DATA FOR THIS EXERCISE:

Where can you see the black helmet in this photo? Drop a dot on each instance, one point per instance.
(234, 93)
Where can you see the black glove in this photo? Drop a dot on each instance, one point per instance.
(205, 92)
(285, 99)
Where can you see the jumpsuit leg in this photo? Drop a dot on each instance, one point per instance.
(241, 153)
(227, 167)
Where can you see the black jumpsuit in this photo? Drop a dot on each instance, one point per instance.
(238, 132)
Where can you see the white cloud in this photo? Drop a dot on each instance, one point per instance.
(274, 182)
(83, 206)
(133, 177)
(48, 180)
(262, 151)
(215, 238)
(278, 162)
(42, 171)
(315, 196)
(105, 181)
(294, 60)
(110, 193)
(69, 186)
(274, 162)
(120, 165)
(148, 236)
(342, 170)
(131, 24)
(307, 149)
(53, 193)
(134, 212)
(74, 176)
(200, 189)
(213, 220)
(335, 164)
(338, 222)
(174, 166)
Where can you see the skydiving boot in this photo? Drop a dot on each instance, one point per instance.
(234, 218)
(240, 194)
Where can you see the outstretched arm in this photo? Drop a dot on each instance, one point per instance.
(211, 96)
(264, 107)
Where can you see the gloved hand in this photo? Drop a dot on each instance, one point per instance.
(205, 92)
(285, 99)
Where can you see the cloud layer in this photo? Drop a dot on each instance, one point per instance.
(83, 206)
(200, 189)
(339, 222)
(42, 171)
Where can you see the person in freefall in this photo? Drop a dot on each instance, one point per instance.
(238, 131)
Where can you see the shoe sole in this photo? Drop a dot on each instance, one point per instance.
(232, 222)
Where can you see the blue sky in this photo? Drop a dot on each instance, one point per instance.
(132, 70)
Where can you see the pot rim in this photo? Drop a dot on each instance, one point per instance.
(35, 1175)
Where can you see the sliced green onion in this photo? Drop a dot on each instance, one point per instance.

TASK DESCRIPTION: Can you revise all the records above so that every "Drop a dot" becomes "Place a marker" and everything else stays the same?

RESPONSE:
Where can you see the black helmet in this photo? Place a marker on each instance, one point per instance.
(234, 93)
Where can you see the black glove in this photo? Place a marker on each instance, one point per instance.
(205, 92)
(285, 99)
Where can you see the jumpsuit leg in this photo? Place a marker on each instance, one point per instance.
(241, 153)
(227, 167)
Where can you see the black jumpsuit in this photo? Place a marker on each instance, one point per instance.
(238, 132)
Where can you see the white cloud in this photo? Place a marker on each instance, one point per instance.
(274, 182)
(83, 206)
(133, 177)
(48, 180)
(262, 151)
(215, 238)
(278, 162)
(42, 171)
(315, 196)
(105, 181)
(294, 60)
(110, 193)
(69, 186)
(274, 162)
(120, 165)
(148, 236)
(342, 170)
(131, 24)
(307, 149)
(53, 193)
(134, 212)
(74, 176)
(200, 189)
(213, 220)
(335, 164)
(338, 222)
(174, 166)
Where can you see the skydiving boot in this photo? Place a marker on each instance, one point per instance.
(234, 218)
(240, 194)
Where can you see the outstretched arm in this photo? Place a marker on each instance, one point per instance.
(211, 96)
(264, 107)
Where can you see the gloved hand in this photo? Place a marker on each instance, one point per instance.
(205, 92)
(285, 99)
Where can you see the cloud layer in this photo? Place a marker on each instance, one point per instance.
(83, 206)
(200, 189)
(339, 222)
(42, 171)
Where can you see the person in freefall in this photo? Place a marker on each instance, one point per instance.
(238, 131)
Where can you see the shoe sole in this photo? Place a marker on each instance, one point per instance.
(232, 222)
Where can you see the blue sky in this photo? Place a marker on each instance, one point per instance.
(132, 70)
Where can you see the pot rim in this photo? Place a marker on each instance, one point per instance.
(35, 1175)
Where can you see the sliced green onion in this photo? Place a marker on each instance, one point per instance.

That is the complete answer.